Rows from a box-labeling dataset
▼
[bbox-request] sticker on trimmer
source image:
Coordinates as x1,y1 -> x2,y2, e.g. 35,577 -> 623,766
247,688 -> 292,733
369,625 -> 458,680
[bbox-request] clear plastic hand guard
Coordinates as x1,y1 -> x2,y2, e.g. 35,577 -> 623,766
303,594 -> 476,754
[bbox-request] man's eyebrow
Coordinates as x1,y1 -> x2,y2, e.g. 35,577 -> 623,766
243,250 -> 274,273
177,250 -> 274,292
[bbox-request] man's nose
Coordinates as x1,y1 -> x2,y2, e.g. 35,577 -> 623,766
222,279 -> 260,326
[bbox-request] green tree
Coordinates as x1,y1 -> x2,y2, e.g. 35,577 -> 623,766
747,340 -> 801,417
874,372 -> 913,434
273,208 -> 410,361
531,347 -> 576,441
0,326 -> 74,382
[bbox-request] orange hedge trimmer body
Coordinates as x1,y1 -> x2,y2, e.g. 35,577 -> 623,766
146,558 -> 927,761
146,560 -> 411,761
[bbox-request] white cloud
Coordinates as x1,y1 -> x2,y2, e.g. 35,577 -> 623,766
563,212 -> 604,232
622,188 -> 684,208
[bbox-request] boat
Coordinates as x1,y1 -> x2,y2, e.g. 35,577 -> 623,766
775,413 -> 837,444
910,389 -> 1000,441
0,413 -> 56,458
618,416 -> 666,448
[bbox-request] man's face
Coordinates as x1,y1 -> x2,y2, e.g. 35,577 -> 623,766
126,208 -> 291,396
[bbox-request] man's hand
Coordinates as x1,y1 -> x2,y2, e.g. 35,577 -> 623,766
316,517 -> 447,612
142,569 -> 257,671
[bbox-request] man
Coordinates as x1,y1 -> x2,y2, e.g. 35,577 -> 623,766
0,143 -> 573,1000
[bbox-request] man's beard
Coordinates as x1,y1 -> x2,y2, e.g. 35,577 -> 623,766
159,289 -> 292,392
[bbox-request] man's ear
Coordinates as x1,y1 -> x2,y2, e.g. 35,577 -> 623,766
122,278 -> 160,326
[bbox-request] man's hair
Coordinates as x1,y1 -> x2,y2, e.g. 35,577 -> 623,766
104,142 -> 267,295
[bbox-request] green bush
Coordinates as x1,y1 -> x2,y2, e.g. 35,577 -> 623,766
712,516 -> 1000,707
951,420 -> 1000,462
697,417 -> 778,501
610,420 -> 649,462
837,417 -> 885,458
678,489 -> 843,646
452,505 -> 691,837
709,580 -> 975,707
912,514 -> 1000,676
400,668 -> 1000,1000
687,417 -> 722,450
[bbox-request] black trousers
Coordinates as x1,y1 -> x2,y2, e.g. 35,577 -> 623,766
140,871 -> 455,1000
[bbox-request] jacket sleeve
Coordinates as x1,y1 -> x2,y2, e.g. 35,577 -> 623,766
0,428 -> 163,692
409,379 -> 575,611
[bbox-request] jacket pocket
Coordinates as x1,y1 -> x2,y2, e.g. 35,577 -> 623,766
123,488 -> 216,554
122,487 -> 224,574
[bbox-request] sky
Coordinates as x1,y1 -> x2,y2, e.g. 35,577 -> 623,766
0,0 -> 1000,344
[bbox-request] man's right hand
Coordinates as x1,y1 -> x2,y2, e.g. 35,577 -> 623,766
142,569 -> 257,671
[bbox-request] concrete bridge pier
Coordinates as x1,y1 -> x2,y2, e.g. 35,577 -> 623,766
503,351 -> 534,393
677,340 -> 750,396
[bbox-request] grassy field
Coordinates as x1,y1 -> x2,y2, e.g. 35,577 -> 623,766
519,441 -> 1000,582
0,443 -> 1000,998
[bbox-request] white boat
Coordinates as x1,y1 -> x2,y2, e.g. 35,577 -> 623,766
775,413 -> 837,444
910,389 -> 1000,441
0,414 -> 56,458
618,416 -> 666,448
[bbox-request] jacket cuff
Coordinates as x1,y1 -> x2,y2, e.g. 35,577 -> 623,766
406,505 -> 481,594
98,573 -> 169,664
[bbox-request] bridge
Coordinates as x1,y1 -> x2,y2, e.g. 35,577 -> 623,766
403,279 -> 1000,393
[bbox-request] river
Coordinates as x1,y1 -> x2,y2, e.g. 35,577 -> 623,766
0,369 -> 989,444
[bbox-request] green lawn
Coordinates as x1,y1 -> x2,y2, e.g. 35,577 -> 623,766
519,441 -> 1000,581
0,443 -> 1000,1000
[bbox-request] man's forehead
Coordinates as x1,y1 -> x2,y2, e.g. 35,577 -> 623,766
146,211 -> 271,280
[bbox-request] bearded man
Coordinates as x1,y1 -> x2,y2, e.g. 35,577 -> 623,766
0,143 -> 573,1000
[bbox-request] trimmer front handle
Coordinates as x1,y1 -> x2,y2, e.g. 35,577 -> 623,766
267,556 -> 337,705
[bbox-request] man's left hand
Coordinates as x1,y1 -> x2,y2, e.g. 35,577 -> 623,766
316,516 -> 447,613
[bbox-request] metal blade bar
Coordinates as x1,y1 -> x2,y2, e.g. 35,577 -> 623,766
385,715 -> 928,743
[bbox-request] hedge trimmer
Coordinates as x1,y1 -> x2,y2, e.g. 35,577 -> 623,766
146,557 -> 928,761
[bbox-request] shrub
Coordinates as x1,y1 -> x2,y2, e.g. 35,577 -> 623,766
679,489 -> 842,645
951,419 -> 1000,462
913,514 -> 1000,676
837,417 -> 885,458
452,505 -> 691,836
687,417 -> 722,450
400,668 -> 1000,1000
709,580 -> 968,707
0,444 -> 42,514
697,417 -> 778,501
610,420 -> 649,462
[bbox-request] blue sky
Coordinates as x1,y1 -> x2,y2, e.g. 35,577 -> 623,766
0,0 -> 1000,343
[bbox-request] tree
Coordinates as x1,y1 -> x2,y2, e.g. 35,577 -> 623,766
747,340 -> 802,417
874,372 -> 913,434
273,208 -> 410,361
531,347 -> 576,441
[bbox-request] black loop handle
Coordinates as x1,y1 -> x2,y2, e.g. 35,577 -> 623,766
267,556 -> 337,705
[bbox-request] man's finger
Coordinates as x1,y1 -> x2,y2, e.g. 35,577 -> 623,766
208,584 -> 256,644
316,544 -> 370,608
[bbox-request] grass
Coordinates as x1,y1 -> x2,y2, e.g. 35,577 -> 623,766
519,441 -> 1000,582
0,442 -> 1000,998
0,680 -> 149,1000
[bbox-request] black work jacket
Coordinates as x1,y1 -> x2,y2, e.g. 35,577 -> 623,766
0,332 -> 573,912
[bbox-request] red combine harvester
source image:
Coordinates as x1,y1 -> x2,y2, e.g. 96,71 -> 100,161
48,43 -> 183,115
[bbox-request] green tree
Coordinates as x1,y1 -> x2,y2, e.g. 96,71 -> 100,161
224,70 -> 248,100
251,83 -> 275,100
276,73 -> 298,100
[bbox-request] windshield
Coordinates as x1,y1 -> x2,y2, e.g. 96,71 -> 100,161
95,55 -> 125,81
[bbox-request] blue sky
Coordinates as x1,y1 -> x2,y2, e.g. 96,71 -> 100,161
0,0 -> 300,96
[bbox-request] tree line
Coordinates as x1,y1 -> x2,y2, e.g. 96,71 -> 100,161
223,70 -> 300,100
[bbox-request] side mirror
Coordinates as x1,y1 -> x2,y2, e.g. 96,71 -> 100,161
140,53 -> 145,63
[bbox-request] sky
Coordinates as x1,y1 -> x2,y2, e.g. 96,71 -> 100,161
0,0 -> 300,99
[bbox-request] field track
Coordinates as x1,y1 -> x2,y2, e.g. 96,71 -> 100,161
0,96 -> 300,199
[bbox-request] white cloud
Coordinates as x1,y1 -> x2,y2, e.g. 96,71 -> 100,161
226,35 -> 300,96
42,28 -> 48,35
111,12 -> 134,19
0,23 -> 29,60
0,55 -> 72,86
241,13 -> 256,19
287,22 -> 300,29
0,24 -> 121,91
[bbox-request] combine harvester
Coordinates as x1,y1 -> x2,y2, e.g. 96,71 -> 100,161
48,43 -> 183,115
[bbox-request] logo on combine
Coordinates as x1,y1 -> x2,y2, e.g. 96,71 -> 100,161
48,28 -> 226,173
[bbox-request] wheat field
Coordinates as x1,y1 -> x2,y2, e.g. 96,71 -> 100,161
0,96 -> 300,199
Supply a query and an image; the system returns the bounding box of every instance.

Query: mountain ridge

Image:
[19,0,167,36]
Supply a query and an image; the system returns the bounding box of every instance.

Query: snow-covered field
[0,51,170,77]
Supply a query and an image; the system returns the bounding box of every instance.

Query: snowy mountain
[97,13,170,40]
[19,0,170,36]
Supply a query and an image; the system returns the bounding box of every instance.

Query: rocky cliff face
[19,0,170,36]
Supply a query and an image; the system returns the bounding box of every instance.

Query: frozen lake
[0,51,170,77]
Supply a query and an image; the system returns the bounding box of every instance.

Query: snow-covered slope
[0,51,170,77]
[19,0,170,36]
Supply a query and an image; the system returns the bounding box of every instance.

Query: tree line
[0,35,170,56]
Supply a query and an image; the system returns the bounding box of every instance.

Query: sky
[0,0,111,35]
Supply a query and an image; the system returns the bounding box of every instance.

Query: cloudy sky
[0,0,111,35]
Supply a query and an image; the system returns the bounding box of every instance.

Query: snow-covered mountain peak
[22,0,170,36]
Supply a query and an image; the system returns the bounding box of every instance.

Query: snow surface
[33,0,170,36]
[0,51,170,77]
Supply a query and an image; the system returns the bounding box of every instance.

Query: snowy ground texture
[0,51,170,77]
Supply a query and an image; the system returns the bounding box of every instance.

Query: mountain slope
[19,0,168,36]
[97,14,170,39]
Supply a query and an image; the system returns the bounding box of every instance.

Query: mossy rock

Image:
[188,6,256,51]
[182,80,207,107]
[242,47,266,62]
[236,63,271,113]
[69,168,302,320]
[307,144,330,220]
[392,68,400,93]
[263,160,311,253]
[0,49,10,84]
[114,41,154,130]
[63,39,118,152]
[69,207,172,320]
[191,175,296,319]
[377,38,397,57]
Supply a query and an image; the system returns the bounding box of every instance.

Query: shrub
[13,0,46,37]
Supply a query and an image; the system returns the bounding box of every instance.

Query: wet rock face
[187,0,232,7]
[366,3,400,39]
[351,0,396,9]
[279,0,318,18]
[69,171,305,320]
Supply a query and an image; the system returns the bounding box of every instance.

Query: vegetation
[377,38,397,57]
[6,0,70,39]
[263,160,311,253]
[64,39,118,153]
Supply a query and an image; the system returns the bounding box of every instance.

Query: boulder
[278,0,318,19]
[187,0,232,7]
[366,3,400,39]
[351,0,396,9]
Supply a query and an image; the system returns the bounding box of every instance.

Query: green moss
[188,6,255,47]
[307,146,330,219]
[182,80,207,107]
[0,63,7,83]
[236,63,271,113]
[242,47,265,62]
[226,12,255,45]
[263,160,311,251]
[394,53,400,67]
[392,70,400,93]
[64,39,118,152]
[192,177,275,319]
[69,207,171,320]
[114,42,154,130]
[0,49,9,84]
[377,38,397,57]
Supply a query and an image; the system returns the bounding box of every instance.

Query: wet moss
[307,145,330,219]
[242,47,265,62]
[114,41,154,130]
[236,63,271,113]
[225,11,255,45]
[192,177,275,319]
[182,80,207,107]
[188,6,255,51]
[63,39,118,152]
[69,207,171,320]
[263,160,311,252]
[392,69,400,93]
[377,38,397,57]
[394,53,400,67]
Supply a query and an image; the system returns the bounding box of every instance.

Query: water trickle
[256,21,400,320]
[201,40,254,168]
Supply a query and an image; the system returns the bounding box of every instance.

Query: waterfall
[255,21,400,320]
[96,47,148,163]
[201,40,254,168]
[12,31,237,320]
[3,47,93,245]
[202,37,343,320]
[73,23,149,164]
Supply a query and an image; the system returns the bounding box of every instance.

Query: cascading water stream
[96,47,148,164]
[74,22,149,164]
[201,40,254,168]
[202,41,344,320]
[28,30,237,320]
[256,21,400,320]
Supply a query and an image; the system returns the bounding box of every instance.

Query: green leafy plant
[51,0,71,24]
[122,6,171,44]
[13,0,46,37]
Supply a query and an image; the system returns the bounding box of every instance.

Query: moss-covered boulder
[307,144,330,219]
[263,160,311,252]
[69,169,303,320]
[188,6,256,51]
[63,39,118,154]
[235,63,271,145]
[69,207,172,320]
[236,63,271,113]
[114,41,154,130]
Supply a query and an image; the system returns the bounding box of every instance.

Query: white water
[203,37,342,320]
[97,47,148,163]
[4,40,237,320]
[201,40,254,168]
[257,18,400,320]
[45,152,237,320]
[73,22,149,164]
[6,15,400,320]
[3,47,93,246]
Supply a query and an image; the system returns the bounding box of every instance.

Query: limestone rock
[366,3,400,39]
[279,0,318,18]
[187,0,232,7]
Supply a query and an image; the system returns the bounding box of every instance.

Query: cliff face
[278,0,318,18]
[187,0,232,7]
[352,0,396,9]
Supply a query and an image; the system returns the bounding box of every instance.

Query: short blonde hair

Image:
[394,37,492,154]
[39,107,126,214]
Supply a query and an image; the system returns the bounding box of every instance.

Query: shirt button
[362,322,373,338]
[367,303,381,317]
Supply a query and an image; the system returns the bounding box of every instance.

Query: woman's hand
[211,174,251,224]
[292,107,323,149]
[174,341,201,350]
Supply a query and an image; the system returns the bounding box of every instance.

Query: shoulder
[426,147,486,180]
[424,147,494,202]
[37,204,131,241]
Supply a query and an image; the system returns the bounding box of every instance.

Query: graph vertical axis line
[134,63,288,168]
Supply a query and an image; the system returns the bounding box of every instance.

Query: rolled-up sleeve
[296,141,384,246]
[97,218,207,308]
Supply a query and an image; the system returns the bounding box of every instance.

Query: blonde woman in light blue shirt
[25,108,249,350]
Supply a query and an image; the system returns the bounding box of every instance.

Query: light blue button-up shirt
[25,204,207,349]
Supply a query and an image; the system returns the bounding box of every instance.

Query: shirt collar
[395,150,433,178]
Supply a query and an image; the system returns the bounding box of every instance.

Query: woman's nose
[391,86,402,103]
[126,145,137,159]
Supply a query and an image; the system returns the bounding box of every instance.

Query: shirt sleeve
▲
**Short problem:** Put the lines from the start of the records through the line containing "0,326 -> 74,382" into a JSON list of strings, one string per line, leaving out blank lines.

**Written reply:**
[
  "[bbox-request] sticker on trimmer",
  "source image:",
  "Coordinates as x1,y1 -> x2,y2, e.g. 35,577 -> 623,766",
  "247,688 -> 292,733",
  "369,625 -> 458,680",
  "[bbox-request] clear plastic hand guard",
  "Coordinates as x1,y1 -> x2,y2, e.g. 35,577 -> 623,766",
  "303,594 -> 476,754",
  "[bbox-request] man's eyebrow",
  "Coordinates as x1,y1 -> x2,y2, e.g. 35,577 -> 623,766",
  "243,250 -> 274,273",
  "177,250 -> 274,292",
  "[bbox-request] man's nose",
  "Coordinates as x1,y1 -> x2,y2, e.g. 35,577 -> 623,766",
  "222,279 -> 260,326",
  "[bbox-request] green tree",
  "Coordinates as x1,y1 -> x2,y2, e.g. 35,577 -> 623,766",
  "747,340 -> 801,417",
  "874,372 -> 913,434",
  "273,208 -> 410,361",
  "531,347 -> 576,441",
  "0,326 -> 74,382"
]